7 Responses to Red Wine, Please!?!

  1. Susan says:

    If it’s been 5 years from your conviction, you can apply to get into Canada. But it has not yet been 4. Sorry.

    • newfrankyj says:

      Huh… I kept thinking it had been 5yrs. You’re right. Crap. But, the time clock doesn’t start ticking until I finished paying my fines… which I was thinking was 2.5 years ago. Or so I thought. I think I was on the two year payment plan… so that means I’ve only been done for a year and a half!?! Son of a biscuit!!! Do you have any thoughts on that fine-payment being the start of the ticker? I’m glad you gave me that reality check. Otherwise I’d have been doing a countdown and then been hit in the face with another year.

● DATA SUPPLIED
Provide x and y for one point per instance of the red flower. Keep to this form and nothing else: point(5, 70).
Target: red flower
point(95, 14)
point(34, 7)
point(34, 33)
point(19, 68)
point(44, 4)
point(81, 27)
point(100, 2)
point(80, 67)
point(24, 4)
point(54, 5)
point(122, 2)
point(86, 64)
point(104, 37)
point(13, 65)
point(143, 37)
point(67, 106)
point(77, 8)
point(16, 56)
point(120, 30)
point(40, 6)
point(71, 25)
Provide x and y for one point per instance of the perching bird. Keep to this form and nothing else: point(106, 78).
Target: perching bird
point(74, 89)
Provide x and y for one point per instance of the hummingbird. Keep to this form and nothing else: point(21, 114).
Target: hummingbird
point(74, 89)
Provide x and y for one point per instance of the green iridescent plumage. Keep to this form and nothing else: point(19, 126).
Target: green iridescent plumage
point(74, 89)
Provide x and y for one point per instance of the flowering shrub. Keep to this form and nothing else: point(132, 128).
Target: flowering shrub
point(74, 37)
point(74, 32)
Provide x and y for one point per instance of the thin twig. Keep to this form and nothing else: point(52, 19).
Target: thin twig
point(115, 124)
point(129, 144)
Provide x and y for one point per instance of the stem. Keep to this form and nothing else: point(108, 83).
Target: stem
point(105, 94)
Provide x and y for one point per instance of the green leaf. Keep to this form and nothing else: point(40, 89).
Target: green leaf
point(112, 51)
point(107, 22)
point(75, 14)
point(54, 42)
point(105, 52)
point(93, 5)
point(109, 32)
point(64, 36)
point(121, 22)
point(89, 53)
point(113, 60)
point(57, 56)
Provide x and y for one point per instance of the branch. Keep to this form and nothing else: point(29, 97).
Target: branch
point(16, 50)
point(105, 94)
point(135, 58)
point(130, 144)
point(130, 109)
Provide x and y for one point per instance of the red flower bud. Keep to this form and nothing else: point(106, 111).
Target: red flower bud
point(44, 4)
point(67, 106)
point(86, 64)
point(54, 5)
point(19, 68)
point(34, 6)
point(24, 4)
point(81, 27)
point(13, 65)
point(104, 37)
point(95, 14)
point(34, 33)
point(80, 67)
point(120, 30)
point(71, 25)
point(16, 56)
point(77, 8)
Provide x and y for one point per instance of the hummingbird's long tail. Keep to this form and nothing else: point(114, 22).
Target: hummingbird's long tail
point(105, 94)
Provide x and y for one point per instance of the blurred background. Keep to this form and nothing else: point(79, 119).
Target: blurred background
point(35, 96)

● WHAT IS NEEDED
Copy the full comment thread above about getting into Canada after a conviction, keeping every word and punctuation mark unchanged.

● EXPECTED OUTPUT
7 Responses to Red Wine, Please!?!

  1. Susan says:

    If it’s been 5 years from your conviction, you can apply to get into Canada. But it has not yet been 4. Sorry.

    • newfrankyj says:

      Huh… I kept thinking it had been 5yrs. You’re right. Crap. But, the time clock doesn’t start ticking until I finished paying my fines… which I was thinking was 2.5 years ago. Or so I thought. I think I was on the two year payment plan… so that means I’ve only been done for a year and a half!?! Son of a biscuit!!! Do you have any thoughts on that fine-payment being the start of the ticker? I’m glad you gave me that reality check. Otherwise I’d have been doing a countdown and then been hit in the face with another year.